— start of Task material —

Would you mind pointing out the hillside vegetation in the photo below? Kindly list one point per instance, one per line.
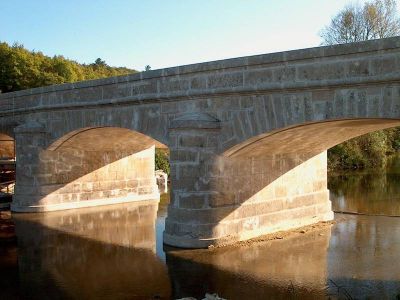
(23, 69)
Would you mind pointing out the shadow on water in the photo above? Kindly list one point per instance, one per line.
(98, 253)
(375, 193)
(116, 252)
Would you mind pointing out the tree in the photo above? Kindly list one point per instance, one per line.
(100, 62)
(355, 23)
(23, 69)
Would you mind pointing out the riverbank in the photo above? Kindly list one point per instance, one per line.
(370, 151)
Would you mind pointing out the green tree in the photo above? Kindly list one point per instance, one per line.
(354, 23)
(23, 69)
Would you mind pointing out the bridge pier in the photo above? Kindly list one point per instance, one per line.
(73, 177)
(221, 199)
(224, 200)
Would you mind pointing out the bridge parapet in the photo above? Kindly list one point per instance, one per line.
(247, 136)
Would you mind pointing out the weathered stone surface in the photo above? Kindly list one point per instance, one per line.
(247, 137)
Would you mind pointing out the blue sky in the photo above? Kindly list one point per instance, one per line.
(163, 33)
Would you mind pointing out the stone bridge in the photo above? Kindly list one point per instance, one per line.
(247, 137)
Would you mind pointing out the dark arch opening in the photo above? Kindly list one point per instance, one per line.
(92, 167)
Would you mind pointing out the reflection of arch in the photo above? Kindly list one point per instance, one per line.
(90, 167)
(95, 252)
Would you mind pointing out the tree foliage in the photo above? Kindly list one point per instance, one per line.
(162, 160)
(23, 69)
(355, 23)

— end of Task material —

[Request]:
Copy every record character for character. Skip the pictures.

[Full response]:
Would you mind pointing out the hillside vegetation in the photo below? Kindly list one point per instance, one per line.
(23, 69)
Would you mind pointing out the shadow on water in the photo above? Kindly list one point per instance, one per line.
(98, 253)
(375, 193)
(116, 252)
Would you mind pointing out the tree in the photo above? Kindly list one point per instance, one per line.
(100, 62)
(355, 23)
(23, 69)
Would you mind pointing out the riverbank in the photo above? Kindly list one point per instance, one per line.
(370, 151)
Would you mind pointing out the green tree in the photo above? Kindly list one point per instance, one per line.
(354, 23)
(23, 69)
Would you mind pointing out the bridge pier in the photo above? Kindly list one point per instance, one per line.
(73, 177)
(221, 199)
(224, 200)
Would you mind pointing out the bridge parapet in the photo above? Kindly list one point per instance, one per line.
(247, 136)
Would you mind pointing out the weathered stone surface in the photo above? Kindly list one point per instance, one per line.
(247, 137)
Would you mind pointing out the blue sky in the photo above? Kindly list one point per instance, one per line.
(163, 33)
Would you mind pointing out the stone bridge in the photo above? Kindly list one point per instance, one per line.
(247, 137)
Would you mind pointing out the dark arch opening in the photo above? Kindly list one point per instance, one per line.
(92, 167)
Would you mind pointing out the reflection of arch in the photo above? Kindly list one point per instance, one per line.
(90, 167)
(95, 252)
Would you mind pointing out the tree foliage in the photo above? Kindly list one point per instance, one per line.
(162, 160)
(23, 69)
(355, 23)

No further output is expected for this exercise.